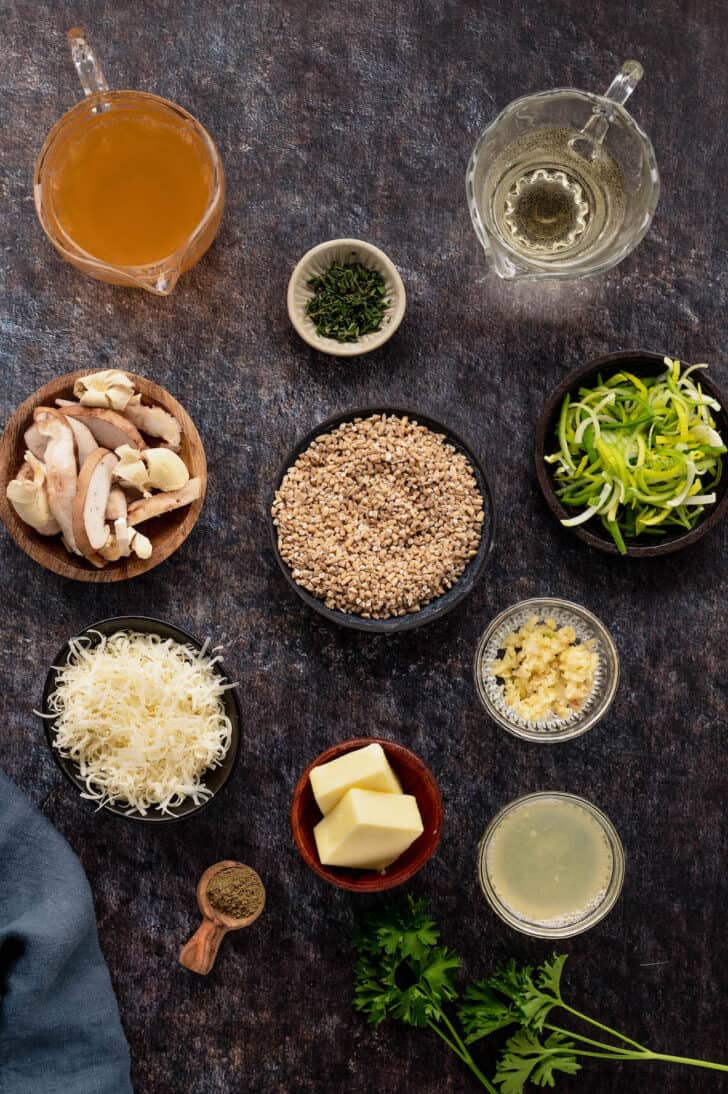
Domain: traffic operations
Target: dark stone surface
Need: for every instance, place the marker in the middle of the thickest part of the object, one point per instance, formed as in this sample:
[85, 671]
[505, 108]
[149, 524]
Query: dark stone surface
[358, 119]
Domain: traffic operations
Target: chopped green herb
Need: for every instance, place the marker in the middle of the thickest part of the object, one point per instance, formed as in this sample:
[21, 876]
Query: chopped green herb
[349, 301]
[643, 455]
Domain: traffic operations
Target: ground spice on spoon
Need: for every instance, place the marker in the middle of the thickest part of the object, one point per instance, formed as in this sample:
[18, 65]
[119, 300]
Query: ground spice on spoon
[237, 892]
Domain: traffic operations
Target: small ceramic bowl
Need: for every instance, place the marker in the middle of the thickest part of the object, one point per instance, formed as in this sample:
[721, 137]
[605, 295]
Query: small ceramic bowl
[440, 605]
[587, 626]
[166, 532]
[642, 363]
[215, 779]
[315, 263]
[416, 779]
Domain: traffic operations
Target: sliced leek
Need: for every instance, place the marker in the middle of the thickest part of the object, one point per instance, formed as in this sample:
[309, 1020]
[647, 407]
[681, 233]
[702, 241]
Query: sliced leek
[643, 455]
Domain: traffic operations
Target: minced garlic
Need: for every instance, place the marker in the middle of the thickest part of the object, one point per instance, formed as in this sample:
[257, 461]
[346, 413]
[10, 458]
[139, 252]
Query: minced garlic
[545, 672]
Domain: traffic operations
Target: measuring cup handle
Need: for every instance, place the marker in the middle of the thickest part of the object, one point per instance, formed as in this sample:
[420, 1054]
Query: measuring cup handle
[84, 59]
[199, 953]
[597, 127]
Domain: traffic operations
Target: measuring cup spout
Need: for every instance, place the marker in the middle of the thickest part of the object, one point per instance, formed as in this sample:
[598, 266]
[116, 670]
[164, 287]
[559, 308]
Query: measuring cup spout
[90, 71]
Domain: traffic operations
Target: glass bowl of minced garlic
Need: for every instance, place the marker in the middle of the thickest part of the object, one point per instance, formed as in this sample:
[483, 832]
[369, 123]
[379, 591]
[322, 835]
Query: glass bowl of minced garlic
[546, 670]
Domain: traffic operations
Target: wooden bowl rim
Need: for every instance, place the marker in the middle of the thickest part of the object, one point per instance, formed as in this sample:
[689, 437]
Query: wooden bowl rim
[370, 881]
[110, 626]
[441, 605]
[611, 363]
[68, 566]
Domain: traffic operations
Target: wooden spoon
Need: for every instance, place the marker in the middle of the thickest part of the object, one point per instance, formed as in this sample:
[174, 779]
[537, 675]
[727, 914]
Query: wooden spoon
[199, 953]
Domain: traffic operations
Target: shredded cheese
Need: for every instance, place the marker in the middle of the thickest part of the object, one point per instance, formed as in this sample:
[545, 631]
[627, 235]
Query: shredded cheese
[143, 719]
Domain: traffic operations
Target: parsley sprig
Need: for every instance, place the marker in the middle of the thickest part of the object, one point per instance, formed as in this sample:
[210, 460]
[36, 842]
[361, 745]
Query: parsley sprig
[403, 973]
[349, 300]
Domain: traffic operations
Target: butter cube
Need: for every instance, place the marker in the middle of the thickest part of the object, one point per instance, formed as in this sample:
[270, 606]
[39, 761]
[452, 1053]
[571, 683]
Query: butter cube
[366, 768]
[368, 829]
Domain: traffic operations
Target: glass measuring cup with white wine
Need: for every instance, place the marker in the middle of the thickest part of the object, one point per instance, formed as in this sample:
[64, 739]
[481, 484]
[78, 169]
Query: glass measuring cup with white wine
[564, 183]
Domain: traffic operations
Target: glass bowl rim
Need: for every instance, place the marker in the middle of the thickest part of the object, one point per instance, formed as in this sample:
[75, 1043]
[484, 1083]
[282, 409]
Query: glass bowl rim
[575, 729]
[613, 889]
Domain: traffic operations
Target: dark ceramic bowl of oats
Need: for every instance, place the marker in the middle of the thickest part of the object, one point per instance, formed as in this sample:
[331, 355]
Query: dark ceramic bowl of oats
[382, 520]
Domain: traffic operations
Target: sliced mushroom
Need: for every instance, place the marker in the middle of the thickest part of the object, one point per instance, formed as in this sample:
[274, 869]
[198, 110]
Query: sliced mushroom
[35, 442]
[125, 540]
[85, 442]
[140, 545]
[166, 470]
[154, 421]
[91, 500]
[131, 469]
[117, 504]
[29, 496]
[147, 508]
[60, 469]
[110, 429]
[108, 388]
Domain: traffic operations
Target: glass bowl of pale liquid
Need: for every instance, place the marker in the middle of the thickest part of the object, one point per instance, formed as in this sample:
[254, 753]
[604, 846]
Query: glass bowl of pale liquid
[551, 864]
[563, 184]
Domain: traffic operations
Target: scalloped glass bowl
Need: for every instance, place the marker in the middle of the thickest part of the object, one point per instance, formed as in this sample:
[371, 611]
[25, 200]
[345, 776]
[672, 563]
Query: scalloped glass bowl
[578, 921]
[587, 626]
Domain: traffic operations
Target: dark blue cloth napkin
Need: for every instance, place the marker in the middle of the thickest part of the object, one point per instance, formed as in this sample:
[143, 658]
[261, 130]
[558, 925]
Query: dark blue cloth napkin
[59, 1024]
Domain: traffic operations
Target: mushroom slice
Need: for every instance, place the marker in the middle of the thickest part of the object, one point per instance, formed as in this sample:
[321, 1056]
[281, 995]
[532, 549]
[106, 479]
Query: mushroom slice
[35, 442]
[29, 497]
[147, 508]
[60, 469]
[94, 486]
[85, 442]
[125, 540]
[131, 469]
[154, 421]
[166, 470]
[140, 545]
[110, 429]
[117, 504]
[110, 388]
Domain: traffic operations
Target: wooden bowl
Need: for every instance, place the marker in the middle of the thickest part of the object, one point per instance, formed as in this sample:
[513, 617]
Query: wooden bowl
[214, 779]
[437, 607]
[166, 532]
[642, 363]
[416, 779]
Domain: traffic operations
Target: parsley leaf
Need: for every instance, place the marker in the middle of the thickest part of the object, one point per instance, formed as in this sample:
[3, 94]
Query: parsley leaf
[527, 1058]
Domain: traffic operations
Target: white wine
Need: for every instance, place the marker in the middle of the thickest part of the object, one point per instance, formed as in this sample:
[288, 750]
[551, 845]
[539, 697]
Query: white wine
[555, 195]
[549, 861]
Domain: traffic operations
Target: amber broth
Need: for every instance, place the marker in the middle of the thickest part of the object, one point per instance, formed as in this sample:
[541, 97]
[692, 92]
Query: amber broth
[131, 185]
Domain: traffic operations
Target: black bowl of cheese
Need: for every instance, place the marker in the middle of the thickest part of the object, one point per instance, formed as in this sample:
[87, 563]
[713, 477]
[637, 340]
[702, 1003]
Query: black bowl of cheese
[142, 718]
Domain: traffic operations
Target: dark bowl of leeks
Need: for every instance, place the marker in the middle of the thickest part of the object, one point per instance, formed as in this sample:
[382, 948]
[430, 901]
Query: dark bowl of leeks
[631, 453]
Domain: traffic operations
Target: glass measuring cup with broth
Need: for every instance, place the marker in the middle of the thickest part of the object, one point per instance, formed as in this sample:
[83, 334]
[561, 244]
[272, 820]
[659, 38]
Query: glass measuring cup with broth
[128, 186]
[564, 183]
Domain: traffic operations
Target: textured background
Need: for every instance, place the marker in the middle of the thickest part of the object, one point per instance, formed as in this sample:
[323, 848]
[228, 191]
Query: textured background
[358, 118]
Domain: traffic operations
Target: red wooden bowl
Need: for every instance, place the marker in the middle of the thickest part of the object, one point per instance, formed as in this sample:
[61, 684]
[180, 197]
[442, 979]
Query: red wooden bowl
[415, 778]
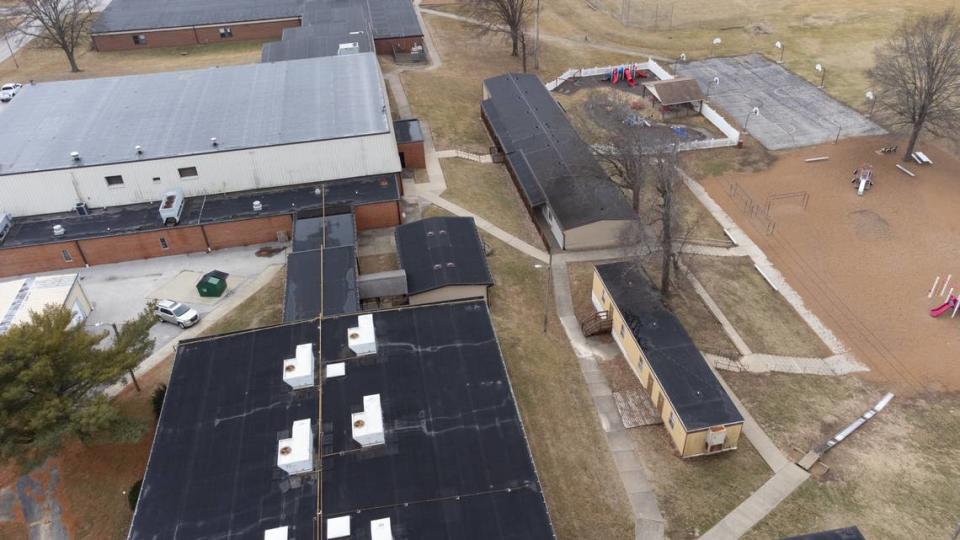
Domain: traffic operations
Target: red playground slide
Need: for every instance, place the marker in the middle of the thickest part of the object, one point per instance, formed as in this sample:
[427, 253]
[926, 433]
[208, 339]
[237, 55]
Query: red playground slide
[945, 307]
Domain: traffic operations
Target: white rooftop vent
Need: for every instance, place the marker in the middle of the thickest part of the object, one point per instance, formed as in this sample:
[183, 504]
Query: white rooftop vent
[338, 369]
[368, 424]
[362, 339]
[380, 529]
[338, 527]
[348, 48]
[298, 371]
[295, 455]
[278, 533]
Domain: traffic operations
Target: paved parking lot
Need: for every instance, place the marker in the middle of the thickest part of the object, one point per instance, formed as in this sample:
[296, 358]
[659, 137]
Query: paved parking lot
[120, 291]
[793, 112]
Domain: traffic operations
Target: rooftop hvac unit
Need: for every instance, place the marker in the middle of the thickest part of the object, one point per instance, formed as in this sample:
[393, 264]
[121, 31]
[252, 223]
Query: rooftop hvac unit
[171, 206]
[6, 221]
[277, 533]
[348, 48]
[298, 371]
[338, 527]
[368, 423]
[380, 529]
[295, 455]
[362, 339]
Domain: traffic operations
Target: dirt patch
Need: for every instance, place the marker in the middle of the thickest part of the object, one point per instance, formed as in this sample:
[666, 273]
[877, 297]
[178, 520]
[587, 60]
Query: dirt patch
[844, 248]
[869, 226]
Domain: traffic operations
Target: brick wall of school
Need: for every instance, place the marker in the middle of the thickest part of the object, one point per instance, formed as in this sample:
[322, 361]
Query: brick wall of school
[413, 156]
[35, 259]
[178, 240]
[377, 215]
[192, 36]
[248, 231]
[144, 245]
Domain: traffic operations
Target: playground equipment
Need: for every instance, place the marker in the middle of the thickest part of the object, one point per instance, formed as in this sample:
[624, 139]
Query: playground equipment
[630, 73]
[863, 178]
[952, 302]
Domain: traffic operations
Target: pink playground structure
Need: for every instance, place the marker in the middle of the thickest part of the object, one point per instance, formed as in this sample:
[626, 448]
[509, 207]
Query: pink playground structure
[952, 304]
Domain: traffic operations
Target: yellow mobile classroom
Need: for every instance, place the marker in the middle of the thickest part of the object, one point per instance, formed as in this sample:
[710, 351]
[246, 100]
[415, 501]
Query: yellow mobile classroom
[696, 411]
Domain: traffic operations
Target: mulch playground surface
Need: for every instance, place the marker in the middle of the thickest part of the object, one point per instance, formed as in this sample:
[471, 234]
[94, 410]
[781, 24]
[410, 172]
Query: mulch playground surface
[864, 265]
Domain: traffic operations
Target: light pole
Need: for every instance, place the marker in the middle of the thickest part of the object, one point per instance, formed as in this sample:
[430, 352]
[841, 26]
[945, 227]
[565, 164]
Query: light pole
[754, 112]
[716, 82]
[6, 38]
[681, 58]
[546, 288]
[872, 98]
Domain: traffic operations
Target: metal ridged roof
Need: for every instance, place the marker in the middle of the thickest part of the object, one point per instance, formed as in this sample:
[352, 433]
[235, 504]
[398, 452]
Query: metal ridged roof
[177, 113]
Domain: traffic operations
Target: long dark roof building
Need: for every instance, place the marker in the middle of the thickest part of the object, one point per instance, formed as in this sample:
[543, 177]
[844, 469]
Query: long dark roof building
[549, 161]
[699, 399]
[441, 251]
[420, 434]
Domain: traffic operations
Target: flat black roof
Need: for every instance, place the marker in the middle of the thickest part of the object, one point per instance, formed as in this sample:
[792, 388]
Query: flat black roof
[452, 428]
[846, 533]
[442, 251]
[212, 471]
[548, 158]
[322, 269]
[408, 130]
[455, 465]
[346, 23]
[387, 18]
[32, 230]
[699, 399]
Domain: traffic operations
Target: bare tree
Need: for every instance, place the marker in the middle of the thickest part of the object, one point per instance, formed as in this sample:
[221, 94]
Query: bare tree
[504, 17]
[917, 75]
[56, 23]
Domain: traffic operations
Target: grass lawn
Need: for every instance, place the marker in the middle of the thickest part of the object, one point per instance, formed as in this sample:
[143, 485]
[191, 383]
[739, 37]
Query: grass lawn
[764, 319]
[896, 477]
[584, 494]
[45, 64]
[486, 189]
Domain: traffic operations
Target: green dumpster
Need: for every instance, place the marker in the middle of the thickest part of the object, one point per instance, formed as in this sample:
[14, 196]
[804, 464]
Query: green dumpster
[213, 283]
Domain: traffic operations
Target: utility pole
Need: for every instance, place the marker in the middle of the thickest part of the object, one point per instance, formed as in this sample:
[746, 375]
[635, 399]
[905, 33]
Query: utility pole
[116, 335]
[536, 46]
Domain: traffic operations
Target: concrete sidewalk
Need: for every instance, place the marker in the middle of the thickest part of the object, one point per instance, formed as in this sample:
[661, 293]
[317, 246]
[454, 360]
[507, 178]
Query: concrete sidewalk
[757, 506]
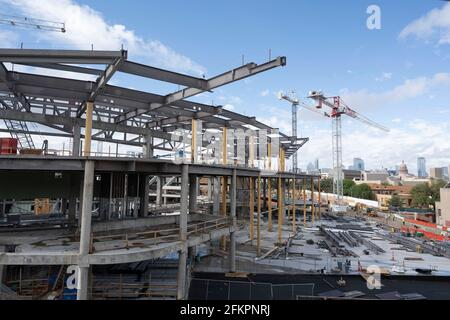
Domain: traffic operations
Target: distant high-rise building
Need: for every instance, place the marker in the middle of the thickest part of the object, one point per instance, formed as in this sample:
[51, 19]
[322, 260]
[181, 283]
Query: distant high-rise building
[421, 167]
[436, 173]
[358, 164]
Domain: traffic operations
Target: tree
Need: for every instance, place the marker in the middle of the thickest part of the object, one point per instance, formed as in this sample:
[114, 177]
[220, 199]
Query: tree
[363, 191]
[396, 202]
[348, 185]
[421, 196]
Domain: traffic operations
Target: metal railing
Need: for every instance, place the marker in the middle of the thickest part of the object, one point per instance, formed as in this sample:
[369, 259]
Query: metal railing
[135, 239]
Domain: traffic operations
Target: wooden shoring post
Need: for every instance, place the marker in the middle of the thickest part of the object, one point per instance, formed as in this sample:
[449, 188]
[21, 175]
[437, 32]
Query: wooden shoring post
[251, 208]
[88, 129]
[258, 226]
[304, 201]
[251, 151]
[280, 209]
[194, 141]
[312, 200]
[294, 198]
[269, 204]
[223, 209]
[224, 146]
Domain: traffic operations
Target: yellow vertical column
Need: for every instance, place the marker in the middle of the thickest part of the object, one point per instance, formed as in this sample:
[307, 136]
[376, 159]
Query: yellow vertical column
[88, 129]
[224, 146]
[258, 226]
[251, 208]
[304, 201]
[294, 198]
[312, 201]
[269, 204]
[269, 188]
[251, 151]
[320, 203]
[194, 141]
[224, 182]
[280, 208]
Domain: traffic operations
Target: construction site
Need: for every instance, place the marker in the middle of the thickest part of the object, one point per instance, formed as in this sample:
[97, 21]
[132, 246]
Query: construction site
[204, 208]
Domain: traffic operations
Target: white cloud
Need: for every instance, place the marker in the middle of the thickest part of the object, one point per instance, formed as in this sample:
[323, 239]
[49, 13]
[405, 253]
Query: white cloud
[410, 88]
[405, 141]
[8, 39]
[434, 25]
[86, 26]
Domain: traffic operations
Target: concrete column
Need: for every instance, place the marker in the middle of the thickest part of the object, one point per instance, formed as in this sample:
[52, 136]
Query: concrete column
[85, 235]
[76, 145]
[216, 196]
[147, 148]
[193, 193]
[88, 129]
[232, 255]
[144, 192]
[182, 254]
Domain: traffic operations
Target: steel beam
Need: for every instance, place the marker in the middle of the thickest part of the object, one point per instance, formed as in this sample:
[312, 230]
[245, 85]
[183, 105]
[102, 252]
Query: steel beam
[60, 56]
[162, 75]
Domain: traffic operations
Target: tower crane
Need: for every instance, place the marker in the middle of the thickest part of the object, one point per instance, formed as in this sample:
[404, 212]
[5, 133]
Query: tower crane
[337, 109]
[19, 129]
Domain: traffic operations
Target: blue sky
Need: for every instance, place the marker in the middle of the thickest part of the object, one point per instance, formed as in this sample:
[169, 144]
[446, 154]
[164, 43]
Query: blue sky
[398, 76]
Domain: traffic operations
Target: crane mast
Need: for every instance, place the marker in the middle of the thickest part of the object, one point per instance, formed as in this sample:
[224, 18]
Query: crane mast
[339, 108]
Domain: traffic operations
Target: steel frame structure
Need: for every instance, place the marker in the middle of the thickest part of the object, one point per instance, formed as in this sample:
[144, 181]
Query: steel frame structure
[121, 115]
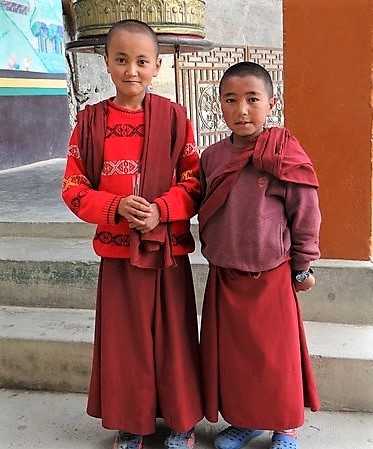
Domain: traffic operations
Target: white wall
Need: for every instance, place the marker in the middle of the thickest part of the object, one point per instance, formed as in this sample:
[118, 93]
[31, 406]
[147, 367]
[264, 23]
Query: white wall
[245, 22]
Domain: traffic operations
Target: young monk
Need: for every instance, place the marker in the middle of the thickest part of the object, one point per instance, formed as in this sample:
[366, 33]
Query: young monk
[133, 169]
[259, 228]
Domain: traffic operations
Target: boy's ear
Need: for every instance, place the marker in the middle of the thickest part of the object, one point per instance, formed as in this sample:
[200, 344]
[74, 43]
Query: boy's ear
[107, 65]
[158, 66]
[272, 102]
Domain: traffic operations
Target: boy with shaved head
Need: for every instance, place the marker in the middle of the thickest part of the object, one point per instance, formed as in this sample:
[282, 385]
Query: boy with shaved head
[259, 228]
[133, 169]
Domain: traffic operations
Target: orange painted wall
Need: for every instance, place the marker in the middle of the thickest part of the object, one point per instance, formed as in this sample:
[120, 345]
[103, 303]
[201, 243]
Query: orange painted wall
[328, 85]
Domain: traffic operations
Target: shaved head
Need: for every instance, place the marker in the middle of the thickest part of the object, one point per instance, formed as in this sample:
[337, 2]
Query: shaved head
[247, 68]
[132, 26]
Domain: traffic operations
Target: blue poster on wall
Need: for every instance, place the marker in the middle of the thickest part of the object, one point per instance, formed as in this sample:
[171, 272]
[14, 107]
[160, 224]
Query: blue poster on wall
[32, 36]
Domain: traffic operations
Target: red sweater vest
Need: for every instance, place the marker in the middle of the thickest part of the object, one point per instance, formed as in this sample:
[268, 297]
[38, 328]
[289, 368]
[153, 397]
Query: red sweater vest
[124, 142]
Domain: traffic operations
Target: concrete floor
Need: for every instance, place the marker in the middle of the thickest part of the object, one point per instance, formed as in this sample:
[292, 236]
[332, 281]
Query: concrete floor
[41, 420]
[32, 193]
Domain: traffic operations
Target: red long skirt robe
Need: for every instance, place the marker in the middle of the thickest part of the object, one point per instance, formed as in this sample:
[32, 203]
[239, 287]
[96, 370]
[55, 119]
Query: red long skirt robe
[145, 361]
[255, 365]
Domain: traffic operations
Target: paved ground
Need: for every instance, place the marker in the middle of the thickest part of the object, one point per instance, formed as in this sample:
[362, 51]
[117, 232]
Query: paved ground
[39, 420]
[32, 193]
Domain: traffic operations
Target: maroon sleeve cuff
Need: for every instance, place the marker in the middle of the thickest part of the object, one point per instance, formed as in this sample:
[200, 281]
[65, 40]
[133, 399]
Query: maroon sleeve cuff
[163, 209]
[111, 208]
[299, 266]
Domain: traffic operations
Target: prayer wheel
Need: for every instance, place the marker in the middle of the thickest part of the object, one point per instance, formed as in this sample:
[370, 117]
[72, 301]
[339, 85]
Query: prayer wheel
[167, 17]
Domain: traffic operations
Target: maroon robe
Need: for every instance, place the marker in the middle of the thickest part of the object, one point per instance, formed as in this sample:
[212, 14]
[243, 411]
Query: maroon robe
[255, 364]
[145, 361]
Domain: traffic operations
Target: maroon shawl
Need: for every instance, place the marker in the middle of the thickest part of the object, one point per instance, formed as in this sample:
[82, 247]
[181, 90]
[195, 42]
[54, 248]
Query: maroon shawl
[276, 152]
[165, 128]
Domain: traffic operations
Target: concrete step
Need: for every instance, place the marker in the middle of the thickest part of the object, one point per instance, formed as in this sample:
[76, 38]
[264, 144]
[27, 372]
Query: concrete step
[62, 272]
[47, 272]
[50, 349]
[44, 420]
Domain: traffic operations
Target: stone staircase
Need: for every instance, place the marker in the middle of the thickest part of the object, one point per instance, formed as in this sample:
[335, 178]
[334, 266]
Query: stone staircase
[48, 273]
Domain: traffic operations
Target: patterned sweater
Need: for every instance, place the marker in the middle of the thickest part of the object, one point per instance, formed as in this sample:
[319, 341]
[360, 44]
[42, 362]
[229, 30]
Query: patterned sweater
[123, 146]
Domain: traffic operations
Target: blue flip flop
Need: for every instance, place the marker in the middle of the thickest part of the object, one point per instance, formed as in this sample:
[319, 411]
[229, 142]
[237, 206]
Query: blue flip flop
[235, 437]
[283, 441]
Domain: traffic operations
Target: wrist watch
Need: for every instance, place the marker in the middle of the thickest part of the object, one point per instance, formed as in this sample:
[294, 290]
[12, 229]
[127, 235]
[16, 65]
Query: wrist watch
[302, 276]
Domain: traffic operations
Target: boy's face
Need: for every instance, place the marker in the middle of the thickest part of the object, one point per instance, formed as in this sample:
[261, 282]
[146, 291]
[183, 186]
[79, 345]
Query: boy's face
[132, 62]
[245, 103]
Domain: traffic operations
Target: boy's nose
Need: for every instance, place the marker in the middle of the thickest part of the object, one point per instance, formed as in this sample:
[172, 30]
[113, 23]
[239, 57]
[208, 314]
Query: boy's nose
[243, 108]
[130, 70]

===============

State how many lines in the rows above contain the word "spout", and give only that number.

[Full output] 2